INFORMATION GIVEN: Begin

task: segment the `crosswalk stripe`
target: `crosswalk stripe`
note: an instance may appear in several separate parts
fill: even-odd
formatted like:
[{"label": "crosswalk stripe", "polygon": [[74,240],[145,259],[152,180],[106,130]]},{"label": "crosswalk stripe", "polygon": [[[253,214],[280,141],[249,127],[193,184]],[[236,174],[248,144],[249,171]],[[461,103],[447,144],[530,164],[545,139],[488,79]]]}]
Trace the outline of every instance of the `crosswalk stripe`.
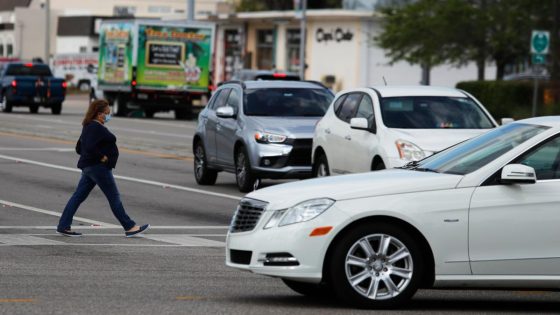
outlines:
[{"label": "crosswalk stripe", "polygon": [[[207,235],[185,235],[185,234],[147,234],[133,238],[136,243],[123,243],[123,234],[86,234],[82,237],[56,236],[60,240],[45,238],[55,236],[48,235],[29,235],[29,234],[0,234],[0,246],[124,246],[124,247],[224,247],[225,242],[203,238]],[[103,243],[82,243],[81,240],[88,237],[112,237],[118,238],[119,243],[110,243],[106,240]],[[225,237],[225,235],[208,235],[209,237]],[[91,240],[91,238],[90,238]],[[142,240],[156,241],[164,244],[138,243]]]},{"label": "crosswalk stripe", "polygon": [[224,247],[225,246],[224,242],[209,240],[200,237],[193,237],[188,235],[179,235],[179,234],[159,234],[159,235],[148,234],[148,235],[144,235],[144,238],[158,241],[158,242],[172,243],[177,245],[193,246],[193,247],[197,247],[197,246]]},{"label": "crosswalk stripe", "polygon": [[64,242],[21,234],[0,234],[0,243],[9,246],[64,245]]}]

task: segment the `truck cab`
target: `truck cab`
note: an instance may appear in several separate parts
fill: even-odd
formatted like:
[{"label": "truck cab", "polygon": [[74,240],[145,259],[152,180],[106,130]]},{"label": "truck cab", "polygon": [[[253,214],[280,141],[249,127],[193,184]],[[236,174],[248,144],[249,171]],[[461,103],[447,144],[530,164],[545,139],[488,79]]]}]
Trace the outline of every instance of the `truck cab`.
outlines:
[{"label": "truck cab", "polygon": [[44,63],[7,63],[0,66],[0,110],[10,113],[13,107],[21,106],[37,113],[39,107],[46,107],[59,115],[66,87],[66,82],[53,77]]}]

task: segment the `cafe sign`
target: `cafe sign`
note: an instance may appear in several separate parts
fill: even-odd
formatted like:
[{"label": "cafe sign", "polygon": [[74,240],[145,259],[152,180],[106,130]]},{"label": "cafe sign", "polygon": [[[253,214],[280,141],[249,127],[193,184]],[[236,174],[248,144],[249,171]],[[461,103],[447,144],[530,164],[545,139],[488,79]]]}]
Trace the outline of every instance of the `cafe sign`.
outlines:
[{"label": "cafe sign", "polygon": [[341,27],[334,29],[324,29],[322,27],[315,31],[315,40],[318,43],[328,43],[328,42],[344,42],[352,41],[354,34],[350,30],[344,30]]}]

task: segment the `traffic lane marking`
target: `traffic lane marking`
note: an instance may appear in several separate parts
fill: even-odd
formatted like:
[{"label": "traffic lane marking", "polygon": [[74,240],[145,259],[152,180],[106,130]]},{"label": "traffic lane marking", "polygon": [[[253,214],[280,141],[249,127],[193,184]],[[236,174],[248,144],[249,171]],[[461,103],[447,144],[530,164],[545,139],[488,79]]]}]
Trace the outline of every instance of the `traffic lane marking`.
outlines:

INFORMATION GIVEN: End

### WHAT IS REQUIRED
Only the entries themselves should be output, word for word, with all pictures omitted.

### REPLY
task: segment the `crosswalk stripe`
target: `crosswalk stripe`
note: an instance may appear in several separate parts
fill: even-odd
formatted like:
[{"label": "crosswalk stripe", "polygon": [[74,240],[145,259],[152,180],[106,130]]},{"label": "crosswalk stripe", "polygon": [[[253,214],[280,141],[249,127],[193,184]],[[236,174],[248,144],[249,171]],[[461,103],[447,144],[530,164],[545,139],[488,79]]]}]
Trace the outline of every instance of the `crosswalk stripe`.
outlines:
[{"label": "crosswalk stripe", "polygon": [[[207,235],[185,235],[185,234],[147,234],[133,238],[136,243],[123,243],[123,234],[86,234],[82,237],[56,236],[60,240],[45,238],[55,236],[48,235],[29,235],[29,234],[0,234],[0,246],[124,246],[124,247],[224,247],[225,242],[203,238]],[[103,243],[82,243],[81,240],[88,237],[112,237],[118,238],[119,243],[110,243],[106,240]],[[225,237],[225,235],[208,235],[209,237]],[[91,240],[91,238],[90,238]],[[142,240],[156,241],[164,244],[138,243]]]},{"label": "crosswalk stripe", "polygon": [[224,247],[225,246],[224,242],[209,240],[200,237],[193,237],[188,235],[179,235],[179,234],[159,234],[159,235],[148,234],[148,235],[144,235],[144,238],[158,241],[158,242],[172,243],[177,245],[193,246],[193,247],[197,247],[197,246]]},{"label": "crosswalk stripe", "polygon": [[64,242],[21,234],[0,234],[0,243],[9,246],[64,245]]}]

task: segment the `truck cab`
target: `truck cab`
note: an instance may appear in several separate parts
fill: even-odd
formatted like:
[{"label": "truck cab", "polygon": [[74,240],[145,259],[152,180],[106,130]]},{"label": "truck cab", "polygon": [[[253,214],[280,141],[249,127],[193,184]],[[236,174],[248,144],[249,171]],[[461,103],[447,144],[530,164],[545,139],[488,79]]]}]
Trace the outline of every instance of the `truck cab`.
outlines:
[{"label": "truck cab", "polygon": [[44,63],[7,63],[0,66],[0,110],[10,113],[13,107],[21,106],[37,113],[39,107],[46,107],[59,115],[66,87],[66,82],[53,77]]}]

task: segment the `cafe sign`
target: `cafe sign`
note: an instance may appear in several separate parts
fill: even-odd
formatted like:
[{"label": "cafe sign", "polygon": [[74,240],[145,259],[152,180],[106,130]]},{"label": "cafe sign", "polygon": [[[253,214],[280,141],[249,127],[193,184]],[[236,174],[248,144],[249,171]],[[461,103],[447,144],[530,164],[545,139],[488,79]]]}]
Trace the outline of every instance of the `cafe sign`.
outlines:
[{"label": "cafe sign", "polygon": [[341,27],[334,29],[324,29],[322,27],[315,31],[315,40],[318,43],[328,43],[328,42],[344,42],[352,41],[354,34],[350,30],[344,30]]}]

task: segment the `traffic lane marking`
target: `traffic lane marking`
note: an instance may appear in several separate parts
fill: even-odd
formatted like:
[{"label": "traffic lane marking", "polygon": [[74,240],[145,259],[152,180],[106,130]]},{"label": "traffic lane marking", "polygon": [[[253,214],[280,141],[249,127],[193,184]],[[236,174],[248,144],[249,171]],[[461,103],[447,144],[530,164],[545,139],[488,79]]]}]
Trace the outline of every instance of the `traffic lane marking`.
outlines:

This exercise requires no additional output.